▶ Instructions for the task
Lay out the listing below as a Markdown table with two columns, Row and Line. Number each row and leave out the blank lines.

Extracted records

** begin **

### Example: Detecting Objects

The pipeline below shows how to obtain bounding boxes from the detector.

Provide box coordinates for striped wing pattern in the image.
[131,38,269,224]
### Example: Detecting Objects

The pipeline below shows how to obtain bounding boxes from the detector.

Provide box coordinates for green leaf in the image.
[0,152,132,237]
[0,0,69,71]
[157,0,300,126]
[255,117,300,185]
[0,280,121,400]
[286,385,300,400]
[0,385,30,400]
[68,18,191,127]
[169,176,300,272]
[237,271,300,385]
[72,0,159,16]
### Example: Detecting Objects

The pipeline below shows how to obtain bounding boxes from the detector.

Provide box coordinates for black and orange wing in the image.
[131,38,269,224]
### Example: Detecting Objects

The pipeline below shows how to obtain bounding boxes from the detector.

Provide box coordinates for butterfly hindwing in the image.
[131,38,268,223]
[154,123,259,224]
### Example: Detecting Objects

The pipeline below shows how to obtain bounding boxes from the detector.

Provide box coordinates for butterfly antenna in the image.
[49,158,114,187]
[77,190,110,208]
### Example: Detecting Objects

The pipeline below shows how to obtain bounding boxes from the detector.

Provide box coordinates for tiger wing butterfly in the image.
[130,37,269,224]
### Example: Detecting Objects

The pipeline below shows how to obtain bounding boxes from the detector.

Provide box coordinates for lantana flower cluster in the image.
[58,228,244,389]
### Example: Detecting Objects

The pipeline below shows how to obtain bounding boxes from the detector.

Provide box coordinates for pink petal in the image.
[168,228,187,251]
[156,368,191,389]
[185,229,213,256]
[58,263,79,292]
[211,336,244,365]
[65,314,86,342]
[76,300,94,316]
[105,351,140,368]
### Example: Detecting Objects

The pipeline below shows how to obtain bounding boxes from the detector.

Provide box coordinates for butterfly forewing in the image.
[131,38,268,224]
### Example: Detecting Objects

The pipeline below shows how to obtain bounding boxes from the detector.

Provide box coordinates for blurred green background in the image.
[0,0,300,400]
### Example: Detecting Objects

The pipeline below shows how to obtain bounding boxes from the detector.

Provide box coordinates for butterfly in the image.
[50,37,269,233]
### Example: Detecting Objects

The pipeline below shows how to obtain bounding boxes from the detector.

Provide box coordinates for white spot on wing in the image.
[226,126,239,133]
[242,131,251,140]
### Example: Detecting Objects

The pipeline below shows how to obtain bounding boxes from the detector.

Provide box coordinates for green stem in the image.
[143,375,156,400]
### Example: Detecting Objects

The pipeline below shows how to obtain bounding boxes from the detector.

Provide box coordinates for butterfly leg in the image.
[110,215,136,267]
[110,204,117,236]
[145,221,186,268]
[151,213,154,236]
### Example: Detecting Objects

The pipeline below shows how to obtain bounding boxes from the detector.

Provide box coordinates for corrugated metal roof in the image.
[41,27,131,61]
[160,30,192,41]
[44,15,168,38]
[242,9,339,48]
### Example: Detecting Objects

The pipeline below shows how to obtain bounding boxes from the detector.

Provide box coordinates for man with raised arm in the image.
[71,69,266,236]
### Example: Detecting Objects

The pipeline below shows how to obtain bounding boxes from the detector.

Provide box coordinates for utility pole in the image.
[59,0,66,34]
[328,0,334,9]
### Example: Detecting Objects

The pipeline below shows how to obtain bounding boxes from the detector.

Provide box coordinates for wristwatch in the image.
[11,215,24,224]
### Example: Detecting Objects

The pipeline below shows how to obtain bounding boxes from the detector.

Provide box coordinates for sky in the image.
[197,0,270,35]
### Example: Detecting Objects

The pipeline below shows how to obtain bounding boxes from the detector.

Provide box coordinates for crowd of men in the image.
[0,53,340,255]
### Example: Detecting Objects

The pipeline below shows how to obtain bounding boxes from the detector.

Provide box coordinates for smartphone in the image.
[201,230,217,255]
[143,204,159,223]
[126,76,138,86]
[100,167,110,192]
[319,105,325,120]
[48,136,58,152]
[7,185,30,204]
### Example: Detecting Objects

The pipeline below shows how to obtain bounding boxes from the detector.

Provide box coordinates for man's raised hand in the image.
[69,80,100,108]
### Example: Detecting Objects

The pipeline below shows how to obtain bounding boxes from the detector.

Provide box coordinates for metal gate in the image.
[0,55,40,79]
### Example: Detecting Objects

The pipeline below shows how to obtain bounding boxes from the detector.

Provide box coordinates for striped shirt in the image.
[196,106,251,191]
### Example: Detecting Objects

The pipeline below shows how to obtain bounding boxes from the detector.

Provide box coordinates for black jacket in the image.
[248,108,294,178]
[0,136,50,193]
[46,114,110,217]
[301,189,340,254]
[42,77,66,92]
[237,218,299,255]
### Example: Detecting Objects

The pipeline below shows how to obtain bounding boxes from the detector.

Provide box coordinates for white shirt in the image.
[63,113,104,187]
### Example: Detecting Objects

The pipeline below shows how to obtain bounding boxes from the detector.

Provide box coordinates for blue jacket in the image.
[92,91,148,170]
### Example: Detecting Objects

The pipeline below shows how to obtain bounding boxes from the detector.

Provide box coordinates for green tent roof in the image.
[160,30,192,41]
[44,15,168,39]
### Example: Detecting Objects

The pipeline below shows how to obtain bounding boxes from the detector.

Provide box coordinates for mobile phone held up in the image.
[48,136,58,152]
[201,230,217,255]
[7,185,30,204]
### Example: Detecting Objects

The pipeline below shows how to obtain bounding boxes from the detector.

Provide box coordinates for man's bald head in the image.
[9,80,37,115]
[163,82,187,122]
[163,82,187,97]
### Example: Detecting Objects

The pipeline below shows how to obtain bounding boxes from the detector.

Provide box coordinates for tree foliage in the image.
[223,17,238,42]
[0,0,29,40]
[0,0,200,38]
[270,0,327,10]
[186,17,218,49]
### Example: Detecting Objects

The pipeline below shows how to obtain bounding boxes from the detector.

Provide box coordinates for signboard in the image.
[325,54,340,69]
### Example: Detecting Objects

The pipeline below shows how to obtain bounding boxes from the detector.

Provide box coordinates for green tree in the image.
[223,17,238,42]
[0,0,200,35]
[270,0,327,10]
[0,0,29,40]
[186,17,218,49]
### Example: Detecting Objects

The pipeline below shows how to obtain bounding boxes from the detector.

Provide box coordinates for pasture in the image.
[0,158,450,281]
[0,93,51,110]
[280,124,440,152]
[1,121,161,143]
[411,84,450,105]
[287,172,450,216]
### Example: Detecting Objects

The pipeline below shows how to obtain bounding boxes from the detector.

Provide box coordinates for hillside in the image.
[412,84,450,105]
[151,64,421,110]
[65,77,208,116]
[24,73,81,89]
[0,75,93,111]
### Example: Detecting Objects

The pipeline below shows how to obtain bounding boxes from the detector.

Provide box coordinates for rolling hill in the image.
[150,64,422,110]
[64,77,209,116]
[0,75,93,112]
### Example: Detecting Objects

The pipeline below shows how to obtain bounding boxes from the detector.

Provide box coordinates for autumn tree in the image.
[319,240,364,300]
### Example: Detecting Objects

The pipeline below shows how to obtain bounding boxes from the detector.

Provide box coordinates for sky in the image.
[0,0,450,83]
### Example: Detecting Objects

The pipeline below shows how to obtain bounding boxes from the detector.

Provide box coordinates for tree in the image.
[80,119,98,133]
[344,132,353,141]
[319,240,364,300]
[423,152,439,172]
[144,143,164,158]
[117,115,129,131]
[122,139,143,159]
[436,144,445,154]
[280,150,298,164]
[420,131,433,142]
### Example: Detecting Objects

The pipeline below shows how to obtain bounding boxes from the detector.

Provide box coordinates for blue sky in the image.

** end **

▶ Result for this task
| Row | Line |
|---|---|
| 1 | ### Example: Detecting Objects |
| 2 | The pipeline below shows how to obtain bounding boxes from the detector. |
| 3 | Provide box coordinates for striped wing pattern in the image. |
| 4 | [131,38,269,224] |
| 5 | ### Example: Detecting Objects |
| 6 | The pipeline below shows how to obtain bounding boxes from the detector. |
| 7 | Provide box coordinates for green leaf in the image. |
| 8 | [0,152,132,237] |
| 9 | [0,0,69,71] |
| 10 | [157,0,300,126] |
| 11 | [255,117,300,185] |
| 12 | [0,280,121,400] |
| 13 | [286,385,300,400] |
| 14 | [0,385,30,400] |
| 15 | [68,18,191,127] |
| 16 | [169,176,300,272] |
| 17 | [237,271,300,385] |
| 18 | [72,0,159,16] |
| 19 | ### Example: Detecting Objects |
| 20 | The pipeline below shows how to obtain bounding boxes from the detector. |
| 21 | Provide box coordinates for black and orange wing in the image. |
| 22 | [131,38,269,224] |
| 23 | ### Example: Detecting Objects |
| 24 | The pipeline below shows how to obtain bounding boxes from the detector. |
| 25 | Provide box coordinates for butterfly hindwing in the image. |
| 26 | [131,38,268,223] |
| 27 | [154,123,259,224] |
| 28 | ### Example: Detecting Objects |
| 29 | The pipeline below shows how to obtain bounding boxes from the detector. |
| 30 | Provide box coordinates for butterfly antenna in the image. |
| 31 | [49,158,114,187] |
| 32 | [77,190,110,208] |
| 33 | ### Example: Detecting Objects |
| 34 | The pipeline below shows how to obtain bounding boxes from the detector. |
| 35 | Provide box coordinates for tiger wing butterfly in the image. |
| 36 | [130,37,269,224] |
| 37 | ### Example: Detecting Objects |
| 38 | The pipeline below shows how to obtain bounding boxes from the detector. |
| 39 | Provide box coordinates for lantana flower cluster in the image. |
| 40 | [58,228,244,389] |
| 41 | ### Example: Detecting Objects |
| 42 | The pipeline below shows how to obtain bounding boxes from the detector. |
| 43 | Provide box coordinates for pink petal in the image. |
| 44 | [168,228,187,251] |
| 45 | [156,368,191,389] |
| 46 | [185,229,213,256] |
| 47 | [58,263,79,292] |
| 48 | [211,336,244,365] |
| 49 | [65,314,86,342] |
| 50 | [76,300,94,316] |
| 51 | [105,351,140,368] |
| 52 | ### Example: Detecting Objects |
| 53 | The pipeline below shows how to obtain bounding boxes from the detector. |
| 54 | Provide box coordinates for butterfly forewing in the image. |
| 55 | [131,38,268,224] |
| 56 | ### Example: Detecting Objects |
| 57 | The pipeline below shows how to obtain bounding boxes from the detector. |
| 58 | Provide box coordinates for blurred green background in the image. |
| 59 | [0,0,300,400] |
| 60 | ### Example: Detecting Objects |
| 61 | The pipeline below shows how to obtain bounding boxes from the detector. |
| 62 | Provide box coordinates for butterfly in the image. |
| 63 | [50,37,269,233] |
| 64 | ### Example: Detecting Objects |
| 65 | The pipeline below shows how to obtain bounding boxes from the detector. |
| 66 | Provide box coordinates for white spot on wing in the image. |
| 67 | [226,126,239,133] |
| 68 | [242,131,251,140] |
| 69 | ### Example: Detecting Objects |
| 70 | The pipeline below shows how to obtain bounding boxes from the detector. |
| 71 | Provide box coordinates for green stem in the image. |
| 72 | [143,375,156,400] |
| 73 | ### Example: Detecting Objects |
| 74 | The pipeline below shows how to obtain bounding boxes from the detector. |
| 75 | Provide box coordinates for butterfly leg in the image. |
| 76 | [110,215,136,267] |
| 77 | [110,204,117,236] |
| 78 | [145,221,186,268] |
| 79 | [151,213,154,236] |
| 80 | ### Example: Detecting Objects |
| 81 | The pipeline below shows how to obtain bounding boxes from the detector. |
| 82 | Provide box coordinates for corrugated metal roof in the image. |
| 83 | [41,27,131,61] |
| 84 | [160,30,192,41] |
| 85 | [44,15,168,38] |
| 86 | [242,9,339,48] |
| 87 | ### Example: Detecting Objects |
| 88 | The pipeline below shows how to obtain bounding boxes from the detector. |
| 89 | Provide box coordinates for man with raised arm in the image. |
| 90 | [71,69,266,236] |
| 91 | ### Example: Detecting Objects |
| 92 | The pipeline below shows how to obtain bounding boxes from the detector. |
| 93 | Provide box coordinates for utility pole in the image. |
| 94 | [59,0,66,34] |
| 95 | [328,0,334,9] |
| 96 | ### Example: Detecting Objects |
| 97 | The pipeline below shows how to obtain bounding boxes from the detector. |
| 98 | Provide box coordinates for wristwatch in the image. |
| 99 | [11,215,24,224] |
| 100 | ### Example: Detecting Objects |
| 101 | The pipeline below shows how to obtain bounding boxes from the detector. |
| 102 | Provide box coordinates for sky in the image. |
| 103 | [197,0,270,35] |
| 104 | ### Example: Detecting Objects |
| 105 | The pipeline below shows how to obtain bounding boxes from the detector. |
| 106 | Provide box coordinates for crowd of men in the image. |
| 107 | [0,53,340,255] |
| 108 | ### Example: Detecting Objects |
| 109 | The pipeline below shows how to obtain bounding boxes from the detector. |
| 110 | Provide box coordinates for smartphone in the image. |
| 111 | [201,230,217,255] |
| 112 | [143,204,159,223] |
| 113 | [126,76,138,86] |
| 114 | [100,167,110,192] |
| 115 | [319,105,325,120] |
| 116 | [48,136,58,152] |
| 117 | [7,185,30,204] |
| 118 | ### Example: Detecting Objects |
| 119 | The pipeline below shows how to obtain bounding boxes from the detector. |
| 120 | Provide box coordinates for man's raised hand in the image. |
| 121 | [69,80,100,108] |
| 122 | ### Example: Detecting Objects |
| 123 | The pipeline below shows how to obtain bounding boxes from the detector. |
| 124 | Provide box coordinates for metal gate in the image. |
| 125 | [0,55,40,79] |
| 126 | ### Example: Detecting Objects |
| 127 | The pipeline below shows how to obtain bounding boxes from the detector. |
| 128 | Provide box coordinates for striped shirt in the image. |
| 129 | [196,106,251,191] |
| 130 | ### Example: Detecting Objects |
| 131 | The pipeline below shows how to obtain bounding boxes from the detector. |
| 132 | Provide box coordinates for black jacket in the image. |
| 133 | [248,108,294,178] |
| 134 | [0,136,50,193] |
| 135 | [46,114,110,217] |
| 136 | [301,189,340,254] |
| 137 | [42,77,66,92] |
| 138 | [237,218,299,255] |
| 139 | ### Example: Detecting Objects |
| 140 | The pipeline below shows how to obtain bounding boxes from the detector. |
| 141 | Provide box coordinates for white shirt in the image. |
| 142 | [63,113,104,187] |
| 143 | ### Example: Detecting Objects |
| 144 | The pipeline below shows how to obtain bounding boxes from the detector. |
| 145 | Provide box coordinates for blue jacket in the image. |
| 146 | [92,91,148,170] |
| 147 | ### Example: Detecting Objects |
| 148 | The pipeline below shows how to obtain bounding boxes from the detector. |
| 149 | Provide box coordinates for green tent roof in the image. |
| 150 | [160,30,192,41] |
| 151 | [44,15,168,39] |
| 152 | ### Example: Detecting Objects |
| 153 | The pipeline below shows how to obtain bounding boxes from the detector. |
| 154 | Provide box coordinates for mobile phone held up in the image. |
| 155 | [48,136,58,152] |
| 156 | [201,230,217,255] |
| 157 | [7,185,30,204] |
| 158 | ### Example: Detecting Objects |
| 159 | The pipeline below shows how to obtain bounding boxes from the detector. |
| 160 | Provide box coordinates for man's bald head in the image. |
| 161 | [9,80,37,115] |
| 162 | [163,82,187,122] |
| 163 | [163,82,187,97] |
| 164 | ### Example: Detecting Objects |
| 165 | The pipeline below shows how to obtain bounding boxes from the detector. |
| 166 | Provide box coordinates for tree foliage in the image. |
| 167 | [223,17,238,42] |
| 168 | [0,0,29,40] |
| 169 | [0,0,200,38] |
| 170 | [270,0,327,10] |
| 171 | [186,17,218,49] |
| 172 | ### Example: Detecting Objects |
| 173 | The pipeline below shows how to obtain bounding boxes from the detector. |
| 174 | Provide box coordinates for signboard in the image. |
| 175 | [325,54,340,69] |
| 176 | ### Example: Detecting Objects |
| 177 | The pipeline below shows how to obtain bounding boxes from the detector. |
| 178 | Provide box coordinates for green tree in the image. |
| 179 | [223,17,238,42] |
| 180 | [0,0,200,35] |
| 181 | [270,0,327,10] |
| 182 | [0,0,29,40] |
| 183 | [186,17,218,49] |
| 184 | ### Example: Detecting Objects |
| 185 | The pipeline below shows how to obtain bounding boxes from the detector. |
| 186 | Provide box coordinates for pasture in the image. |
| 187 | [0,158,450,281] |
| 188 | [0,93,51,110] |
| 189 | [280,124,440,152] |
| 190 | [1,121,161,143] |
| 191 | [411,84,450,105] |
| 192 | [287,172,450,216] |
| 193 | ### Example: Detecting Objects |
| 194 | The pipeline below shows how to obtain bounding boxes from the detector. |
| 195 | Provide box coordinates for hillside in the image. |
| 196 | [412,84,450,105] |
| 197 | [151,64,421,110] |
| 198 | [65,77,208,116] |
| 199 | [24,73,81,89] |
| 200 | [0,75,93,111] |
| 201 | ### Example: Detecting Objects |
| 202 | The pipeline below shows how to obtain bounding boxes from the detector. |
| 203 | Provide box coordinates for rolling hill in the image. |
| 204 | [150,64,422,110] |
| 205 | [64,77,209,116] |
| 206 | [0,75,93,112] |
| 207 | ### Example: Detecting Objects |
| 208 | The pipeline below shows how to obtain bounding boxes from the detector. |
| 209 | Provide box coordinates for autumn tree in the image. |
| 210 | [319,240,364,300] |
| 211 | ### Example: Detecting Objects |
| 212 | The pipeline below shows how to obtain bounding boxes from the detector. |
| 213 | Provide box coordinates for sky in the image. |
| 214 | [0,0,450,83] |
| 215 | ### Example: Detecting Objects |
| 216 | The pipeline below shows how to obtain bounding boxes from the detector. |
| 217 | Provide box coordinates for tree in the image. |
| 218 | [80,119,98,133] |
| 219 | [344,132,353,141] |
| 220 | [319,240,364,300] |
| 221 | [423,152,439,172] |
| 222 | [144,143,164,158] |
| 223 | [117,115,129,131] |
| 224 | [122,139,143,159] |
| 225 | [436,144,445,154] |
| 226 | [280,150,298,164] |
| 227 | [420,131,433,142] |
| 228 | ### Example: Detecting Objects |
| 229 | The pipeline below shows how to obtain bounding boxes from the detector. |
| 230 | Provide box coordinates for blue sky in the image. |